→ **DATA SHOWN**:
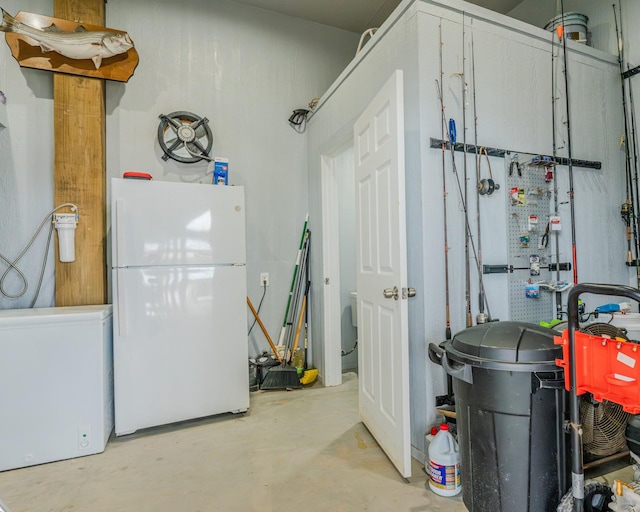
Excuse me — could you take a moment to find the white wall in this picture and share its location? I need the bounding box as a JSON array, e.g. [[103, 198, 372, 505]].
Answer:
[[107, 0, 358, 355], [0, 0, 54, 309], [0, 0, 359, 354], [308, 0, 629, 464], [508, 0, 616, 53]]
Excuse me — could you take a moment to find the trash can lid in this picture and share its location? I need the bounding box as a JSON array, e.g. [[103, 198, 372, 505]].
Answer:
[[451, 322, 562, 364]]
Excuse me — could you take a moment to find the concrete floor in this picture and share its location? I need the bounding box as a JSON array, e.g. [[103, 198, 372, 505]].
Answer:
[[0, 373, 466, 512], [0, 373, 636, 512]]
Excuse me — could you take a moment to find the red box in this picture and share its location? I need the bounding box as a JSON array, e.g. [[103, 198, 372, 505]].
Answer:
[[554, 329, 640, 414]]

--

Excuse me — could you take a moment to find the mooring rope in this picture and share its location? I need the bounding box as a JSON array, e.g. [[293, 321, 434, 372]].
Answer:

* * *

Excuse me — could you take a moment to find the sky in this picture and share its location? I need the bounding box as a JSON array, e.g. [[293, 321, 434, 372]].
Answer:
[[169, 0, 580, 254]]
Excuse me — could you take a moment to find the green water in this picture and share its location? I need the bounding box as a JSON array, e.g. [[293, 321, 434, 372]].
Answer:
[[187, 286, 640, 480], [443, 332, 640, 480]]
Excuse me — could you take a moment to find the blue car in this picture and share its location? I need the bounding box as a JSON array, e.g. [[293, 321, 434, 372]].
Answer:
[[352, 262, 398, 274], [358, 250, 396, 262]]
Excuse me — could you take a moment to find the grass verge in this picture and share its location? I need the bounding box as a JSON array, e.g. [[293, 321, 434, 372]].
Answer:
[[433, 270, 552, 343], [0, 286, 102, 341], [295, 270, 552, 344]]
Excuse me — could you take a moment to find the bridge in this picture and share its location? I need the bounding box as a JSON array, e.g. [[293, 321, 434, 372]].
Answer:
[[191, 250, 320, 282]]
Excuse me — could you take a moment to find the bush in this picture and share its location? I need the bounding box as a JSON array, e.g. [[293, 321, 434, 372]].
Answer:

→ **EXERCISE PROMPT**:
Return, word for word, the records from the line with "find the red" to the line with "[[554, 329, 640, 414]]", including both of those lines.

→ **RESULT OF THE EXERCISE**:
Excuse me — could you take a moment to find the red box in this picture and share its location? I need the bounding box as a JSON array, e.g. [[103, 198, 372, 505]].
Answer:
[[554, 329, 640, 414]]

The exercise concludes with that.